● What to do:
Rewrite every line of the items, requests included, beginning at the line that contains "Where can the layered" and stopping after the last item. Shift each coordinate in the answer points up by 106, and leave the sample coordinates in the requests unchanged.

● Supplied records:

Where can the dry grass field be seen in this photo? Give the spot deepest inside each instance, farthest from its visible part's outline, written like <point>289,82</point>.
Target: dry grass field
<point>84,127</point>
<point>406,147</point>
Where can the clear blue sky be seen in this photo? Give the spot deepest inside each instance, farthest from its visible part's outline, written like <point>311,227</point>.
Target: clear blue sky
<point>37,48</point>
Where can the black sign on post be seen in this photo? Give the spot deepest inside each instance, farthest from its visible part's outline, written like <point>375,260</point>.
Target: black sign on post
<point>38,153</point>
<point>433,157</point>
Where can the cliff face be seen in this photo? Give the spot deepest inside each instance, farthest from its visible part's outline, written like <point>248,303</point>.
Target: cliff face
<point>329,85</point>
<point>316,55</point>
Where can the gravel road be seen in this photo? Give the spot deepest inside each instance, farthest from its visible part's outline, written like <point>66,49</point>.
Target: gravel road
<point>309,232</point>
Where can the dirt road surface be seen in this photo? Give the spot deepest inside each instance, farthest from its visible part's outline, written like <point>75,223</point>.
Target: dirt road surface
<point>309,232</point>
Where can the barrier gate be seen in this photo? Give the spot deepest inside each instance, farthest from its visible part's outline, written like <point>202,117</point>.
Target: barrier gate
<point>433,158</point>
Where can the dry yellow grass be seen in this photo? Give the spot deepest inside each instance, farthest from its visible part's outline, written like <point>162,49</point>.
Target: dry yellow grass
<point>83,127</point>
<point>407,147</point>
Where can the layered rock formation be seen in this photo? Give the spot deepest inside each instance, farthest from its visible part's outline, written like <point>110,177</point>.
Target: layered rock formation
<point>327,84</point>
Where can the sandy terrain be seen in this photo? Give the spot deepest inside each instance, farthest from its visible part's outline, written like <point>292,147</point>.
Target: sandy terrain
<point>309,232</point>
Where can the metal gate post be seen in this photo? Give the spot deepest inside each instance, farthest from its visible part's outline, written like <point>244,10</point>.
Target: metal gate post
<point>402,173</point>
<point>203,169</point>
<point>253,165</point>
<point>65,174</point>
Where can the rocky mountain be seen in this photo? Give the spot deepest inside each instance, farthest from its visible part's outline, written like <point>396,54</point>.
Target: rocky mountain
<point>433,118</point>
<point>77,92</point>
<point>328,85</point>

● Correct response:
Where can the layered rock formation be seen in this photo? Give the spot deepest inside each instance, farthest from its visible part's outline, written like <point>110,177</point>.
Target: layered rock formation
<point>433,190</point>
Where can the sandy terrain be seen in this photo? Give the spot deepest inside each instance, farthest from its visible part's outline, written like <point>292,147</point>.
Target: sandy terrain
<point>415,338</point>
Where can the metal gate post be seen in this photo? Give the spot deepest inside each instance, farthest from its visible part's outline, written like <point>244,10</point>.
Target: metal gate post
<point>508,279</point>
<point>309,275</point>
<point>359,271</point>
<point>171,280</point>
Where can the rocky mountain be seen in this photo? Give the spot deepest inside each instance, farthest from its visible part's outline, written like <point>396,54</point>.
Target: rocky mountain
<point>539,224</point>
<point>183,198</point>
<point>434,191</point>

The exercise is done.